§ TASKS TO CARRY OUT:
A – Say whether each statement agrees with the legal eDiscovery guide, giving yes or no plus the deciding words of the guide in exact quotation: (i) Everlaw charges per GB and allows unlimited users. (ii) TAR 2.0 needs a seed set before review begins. (iii) Review makes up 50-70% of total eDiscovery spend.
B – Carry on writing the legal eDiscovery guide, starting after its last line.

§ ARTICLE:

##############################

Legal eDiscovery Quick Start Guide

Purpose: Rapid reference for professional legal document review and multi-document analysis Time to read: 5 minutes Full document: 03-legal-ediscovery.md

60-Second Overview

EDRM Framework: 9-stage non-linear model (Information Governance → Presentation)
TAR 2.0/CAL: Continuous Active Learning reduces review by 40-60% (court-approved since 2015)
SHA-256 Hash: Digital fingerprint proves file authenticity (collection → production)
FRE 502(b): Safe harbor for inadvertent privilege disclosure (if reasonable precautions + prompt action)
Court-Mandated AI: Hyles v. NYC (2016) - judge ordered TAR over linear review for efficiency

Key Framework: EDRM 9-Stage Model

┌─────────────────────────────────────────────────────────────┐
│  VOLUME          ↓ REDUCE ↓        FOCUS ↓       PRESENT   │
├─────────────────────────────────────────────────────────────┤
│ Information Governance  →  Identification  →  Preservation  │
│         ↓                                           ↓        │
│    Collection  →  Processing  →  Review  →  Analysis        │
│         ↓                           ↓          ↓             │
│               Production  ←  ←  ←  ←  ←  Presentation       │
└─────────────────────────────────────────────────────────────┘

Non-linear: Move back and forth between stages as new information emerges Cost concentration: Review = 50-70% of total eDiscovery spend

Essential Tools

Tool	Purpose	TAR Support	Pricing Model
Relativity	Large complex litigation	TAR 1.0 & 2.0	Per-GB + per-user
Everlaw	Collaborative teams	CAL (built-in)	Per-GB (unlimited users)
DISCO	Corporate legal	TAR 2.0 (AI Review)	Fixed monthly fee
Logikcull	Small firms (<50K docs)	None (linear)	Per-GB
Nuix	Processing & forensics	Analytics	Enterprise

Market leader: Relativity (220,000+ users globally) Rising star: Everlaw (cloud-native, generative AI integration)

TAR 2.0 / Continuous Active Learning Workflow

Advantage over TAR 1.0: No seed set required, continuous adaptation, 40-60% review reduction

Phase 1: Start Review (No Seed Set)

Begin with highest-ranked documents (keyword hits or random)
No upfront training required
Algorithm learns from first coded document

Phase 2: Continuous Feedback Loop

Reviewer codes document → AI immediately re-ranks population
Next highest-ranked document served to reviewer
Real-time model updates (every doc or every 10-50 docs)
Prioritizes most relevant documents first

Phase 3: Stabilization

Algorithm identifies "stable" documents (unlikely to change ranking)
Focus shifts to "unstable" borderline documents
Efficiency gain: avoid reviewing clearly non-responsive

Phase 4: Stopping Criteria

Continue until no responsive documents found for sustained period
Example threshold: 500 consecutive non-responsive docs
Or: 95% precision on last 1,000 reviewed

Phase 5: Validation (Post-Hoc)

Random sample of unreviewed docs tested
Target: <5% recall loss (95%+ relevant docs found)
Statistical elusion testing confirms minimal missed material

Court approval: Rio Tinto v. Vale (2015) - "more efficient and defensible" than TAR 1.0

Timeline Construction (8-Step Process)

##############################

§ INFORMATION GIVEN:
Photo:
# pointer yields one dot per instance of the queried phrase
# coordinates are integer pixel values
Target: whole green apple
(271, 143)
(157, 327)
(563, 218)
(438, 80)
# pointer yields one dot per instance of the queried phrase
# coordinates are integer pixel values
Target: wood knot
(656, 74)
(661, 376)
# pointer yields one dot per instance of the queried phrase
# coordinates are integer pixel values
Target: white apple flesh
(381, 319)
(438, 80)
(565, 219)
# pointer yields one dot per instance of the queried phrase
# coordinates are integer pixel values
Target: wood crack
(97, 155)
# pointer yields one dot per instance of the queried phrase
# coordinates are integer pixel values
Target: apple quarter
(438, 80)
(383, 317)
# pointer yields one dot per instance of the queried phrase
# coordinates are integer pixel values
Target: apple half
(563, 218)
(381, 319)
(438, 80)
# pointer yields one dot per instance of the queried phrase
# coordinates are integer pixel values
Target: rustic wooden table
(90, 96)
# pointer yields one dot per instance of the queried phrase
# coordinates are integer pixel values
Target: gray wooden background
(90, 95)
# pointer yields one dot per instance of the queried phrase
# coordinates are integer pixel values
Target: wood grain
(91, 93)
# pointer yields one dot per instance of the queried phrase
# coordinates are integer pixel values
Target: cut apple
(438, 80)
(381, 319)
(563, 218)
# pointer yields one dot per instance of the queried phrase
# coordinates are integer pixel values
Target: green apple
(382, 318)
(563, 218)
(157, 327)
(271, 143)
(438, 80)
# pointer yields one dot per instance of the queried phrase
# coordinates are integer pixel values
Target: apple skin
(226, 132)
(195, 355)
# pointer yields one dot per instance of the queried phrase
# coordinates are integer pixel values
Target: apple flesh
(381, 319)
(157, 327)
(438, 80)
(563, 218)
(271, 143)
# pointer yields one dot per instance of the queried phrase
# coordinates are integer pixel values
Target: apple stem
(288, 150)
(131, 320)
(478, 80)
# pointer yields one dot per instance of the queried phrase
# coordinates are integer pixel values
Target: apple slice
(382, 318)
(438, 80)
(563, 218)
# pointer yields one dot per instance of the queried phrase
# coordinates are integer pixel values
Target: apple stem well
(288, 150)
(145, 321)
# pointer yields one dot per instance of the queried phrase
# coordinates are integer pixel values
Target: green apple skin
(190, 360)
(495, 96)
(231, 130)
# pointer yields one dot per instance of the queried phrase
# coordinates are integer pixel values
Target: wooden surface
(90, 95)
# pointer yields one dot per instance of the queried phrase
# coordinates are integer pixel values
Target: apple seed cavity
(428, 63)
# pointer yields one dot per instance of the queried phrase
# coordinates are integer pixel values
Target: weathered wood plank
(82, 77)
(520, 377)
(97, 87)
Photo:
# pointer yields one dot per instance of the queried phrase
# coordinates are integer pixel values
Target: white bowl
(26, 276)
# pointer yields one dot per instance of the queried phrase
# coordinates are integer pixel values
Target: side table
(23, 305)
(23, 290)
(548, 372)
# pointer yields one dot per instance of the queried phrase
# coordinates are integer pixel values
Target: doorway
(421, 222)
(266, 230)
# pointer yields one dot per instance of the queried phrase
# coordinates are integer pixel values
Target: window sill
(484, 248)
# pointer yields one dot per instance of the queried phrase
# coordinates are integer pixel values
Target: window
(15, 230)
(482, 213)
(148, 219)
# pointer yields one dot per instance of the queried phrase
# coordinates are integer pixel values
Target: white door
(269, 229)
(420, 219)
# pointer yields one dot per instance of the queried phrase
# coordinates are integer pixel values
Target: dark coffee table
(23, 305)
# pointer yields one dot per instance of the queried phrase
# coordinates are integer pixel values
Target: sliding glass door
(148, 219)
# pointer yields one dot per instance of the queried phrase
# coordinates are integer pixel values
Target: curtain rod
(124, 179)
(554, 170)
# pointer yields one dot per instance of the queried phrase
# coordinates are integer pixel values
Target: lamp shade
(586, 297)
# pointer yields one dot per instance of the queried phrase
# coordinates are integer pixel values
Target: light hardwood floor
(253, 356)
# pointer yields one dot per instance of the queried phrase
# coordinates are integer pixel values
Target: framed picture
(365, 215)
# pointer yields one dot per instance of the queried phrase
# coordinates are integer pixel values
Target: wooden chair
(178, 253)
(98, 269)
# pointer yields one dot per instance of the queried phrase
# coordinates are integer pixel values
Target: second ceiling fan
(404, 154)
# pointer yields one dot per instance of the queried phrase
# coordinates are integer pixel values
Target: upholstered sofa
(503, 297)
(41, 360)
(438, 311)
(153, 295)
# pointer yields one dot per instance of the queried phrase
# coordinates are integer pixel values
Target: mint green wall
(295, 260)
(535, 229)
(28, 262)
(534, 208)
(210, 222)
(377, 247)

##############################

§ ANSWERS TO THE TASKS:
A –
(i) Yes: "Per-GB (unlimited users)"
(ii) No: "No seed set required"
(iii) Yes: "Review = 50-70% of total eDiscovery spend"

B –
Critical for: Temporal contradiction detection, witness credibility, causation proof

Step 1: Start Early

Begin timeline at case inception (not trial prep)
Early timelines drive discovery strategy

Step 2: Create Central Repository

Required fields:

Date/Time (precise to hour if possible)
Event Description (objective facts only)
Source Document(s) (Bates numbers, citations)
Parties Involved (entities, witnesses)
Issue Tags (case themes)
Significance (high/medium/low)

Step 3: Identify Parties and Issues

Party tags: Plaintiff, defendant, witness, decision-maker
Issue tags: Contract breach, knowledge, notice, damages
Enable filtering (show only events involving Party X + Issue Y)

Step 4: Collect Documentation

Emails, memos, reports
Meeting minutes, calendar entries
Financial records, invoices
Text messages, instant messages
Public records (news, regulatory filings)

Step 5: Extract Events (Date-Specific Facts)

Good: "2024-03-15: Smith sent email to Jones re: 'quarterly projections' (ABC00145)" Bad: "Smith was aware of the defect" (no date tie)

Step 6: Use Objective Language

Facts only, no conclusions
Neutral language (shared with opposing counsel, court)
Example: "Jones emailed: 'The brake defect was known...'" NOT "Jones admitted knowledge"

Step 7: Link Evidence

Every event cites supporting documents
Bates numbers (ABC00001-ABC00010)
Deposition cites (Smith Dep. 45:12-18)
Purpose: Instant verification, admissibility support

Step 8: Update Continuously

Living document throughout case lifecycle
Add events as discovery received
Revise as depositions clarify facts

Tools: CaseFleet, TimeMap, SmartDraw, Excel (custom)

SHA-256 Hash Certification Protocol

Purpose: Digital fingerprint proves file unchanged from collection → production

Dual Hash System

Collection Hash:

Generated at time of forensic collection
Recorded in collection log
Proves file unchanged since collection

Production Hash:

Generated at production to opposing party
Recorded in production log
Receiving party regenerates hash to verify

Hash Comparison

Match: File authenticated (identical to original)
Mismatch: File corrupted/altered (inadmissible without explanation)

Legal Foundation:

FRE 901(a): Authentication requirement
FRE 902(14): Self-authenticating digital records with hash certification

Industry Standard: SHA-256 (256-bit, 64 hex characters) Example: e3b0c44298fc1c149afbf4c8996fb92427ae41e4649b934ca495991b7852b855

Critical: Store hash in tamper-proof database/audit log

Privilege Review 5-Phase Process

Phase 1: Initial Identification (Automated)

Keyword searches: attorney names, law firms, "privileged", "legal advice"
Email domain filtering: @lawfirm.com, legal@company.com
Machine learning privilege detection (80-90% precision)
Output: 10-30% of docs flagged for human privilege review

Phase 2: First-Pass Review (Trained Reviewers)

2-4 hour training by senior attorney
Target speed: 75-100 docs/hour
Code as: Privileged / Not Privileged / Needs Review
5-10% QC sample by senior attorney

Phase 3: Senior Attorney Review (4-Part Test)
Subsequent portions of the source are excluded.